Aim: Copy out the items below, swapping every "Point out" for "Locate" and leaving everything else as it is.

Records for processing:
★ ★ ★ ★ ★

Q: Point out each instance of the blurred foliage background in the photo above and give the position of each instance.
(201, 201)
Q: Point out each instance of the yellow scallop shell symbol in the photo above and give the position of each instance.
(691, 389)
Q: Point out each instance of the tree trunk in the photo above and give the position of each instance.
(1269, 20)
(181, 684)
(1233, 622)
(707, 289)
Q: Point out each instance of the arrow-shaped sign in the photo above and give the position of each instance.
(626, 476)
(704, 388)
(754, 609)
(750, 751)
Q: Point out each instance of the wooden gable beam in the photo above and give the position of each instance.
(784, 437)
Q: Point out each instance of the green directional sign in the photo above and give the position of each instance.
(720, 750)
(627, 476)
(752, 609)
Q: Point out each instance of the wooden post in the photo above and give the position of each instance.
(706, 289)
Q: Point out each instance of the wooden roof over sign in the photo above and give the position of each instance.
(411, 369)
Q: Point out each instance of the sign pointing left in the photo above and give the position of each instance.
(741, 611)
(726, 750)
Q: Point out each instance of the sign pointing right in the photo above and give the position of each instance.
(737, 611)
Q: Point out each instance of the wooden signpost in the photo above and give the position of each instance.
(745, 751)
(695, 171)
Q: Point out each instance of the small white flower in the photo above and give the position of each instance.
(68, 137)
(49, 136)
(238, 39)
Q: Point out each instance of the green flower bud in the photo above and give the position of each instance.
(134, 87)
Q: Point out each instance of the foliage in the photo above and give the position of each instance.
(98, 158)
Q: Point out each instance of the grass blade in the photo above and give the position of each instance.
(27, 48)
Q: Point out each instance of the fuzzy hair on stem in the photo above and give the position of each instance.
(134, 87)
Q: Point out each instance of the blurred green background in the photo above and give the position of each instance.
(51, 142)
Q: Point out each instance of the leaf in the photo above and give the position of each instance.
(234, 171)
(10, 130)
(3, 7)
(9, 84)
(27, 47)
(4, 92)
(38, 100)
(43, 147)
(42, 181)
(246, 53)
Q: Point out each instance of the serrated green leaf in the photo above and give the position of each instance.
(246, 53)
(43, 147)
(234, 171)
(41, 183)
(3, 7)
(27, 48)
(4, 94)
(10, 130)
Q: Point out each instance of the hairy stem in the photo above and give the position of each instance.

★ ★ ★ ★ ★

Completed exercise:
Q: Locate each instance of the blurred foliage background in the photo above and give the position of each instance.
(201, 201)
Q: Locate each instance of the yellow scallop shell symbol in the photo above and give the position of each instance.
(691, 389)
Q: Locate each instance of the tree trunk in the photo above and give the position of each instance.
(1269, 20)
(181, 684)
(1233, 622)
(707, 289)
Q: Locate each instance of the arrow-shaped sign in the photo above and give the position of each instance.
(626, 476)
(704, 388)
(754, 609)
(750, 751)
Q: Locate each instance of the wooden gable beam in the photo above and give the position of each instance.
(784, 437)
Q: Locate each instance of the green directional sign in the photo above and give the position of each instance.
(720, 750)
(627, 476)
(752, 609)
Q: Locate each instance of the wooden post in the photo above and give the position of each instance.
(706, 289)
Q: Locate each instance of the wooden roof over sign in the photo above and give the position of each instance.
(411, 369)
Q: Locate each instance of the sign pointing left in the photo above and give the position of each instance.
(741, 611)
(726, 750)
Q: Locate each instance of the sign pointing right in the photo above and give the position of each instance.
(737, 611)
Q: Locate each instance of the wooden signpost in the photo above and give the position of each instance.
(745, 751)
(695, 171)
Q: Locate each instance of the small white flower in the photo above and give the position of each instance.
(68, 137)
(49, 136)
(238, 39)
Q: Locate each instance of the green flower bud in the photo above and give the position of each instance.
(134, 87)
Q: Locate each instance of the foliage in the photo above and give the position of each instance.
(98, 158)
Q: Locate each instance of the grass blade in the photo above and give the position of each instance.
(27, 48)
Q: Locate each instance of the fuzzy hair on stem in the photo above and give the position of each instance.
(134, 87)
Q: Locate each instance of the blurred green background in the photo above and give the position of each instance.
(51, 142)
Q: Locate each instance of the leaf in the photo above and give the position of each instance.
(234, 171)
(10, 130)
(3, 7)
(9, 84)
(27, 47)
(4, 92)
(38, 100)
(43, 147)
(42, 181)
(246, 53)
Q: Locate each instance of the serrated green leaf in the photo above and give the position of each instance.
(246, 53)
(43, 147)
(234, 171)
(41, 183)
(3, 7)
(27, 48)
(4, 94)
(10, 130)
Q: Locate each instance of the hairy stem in the photo above and give the position of each instance.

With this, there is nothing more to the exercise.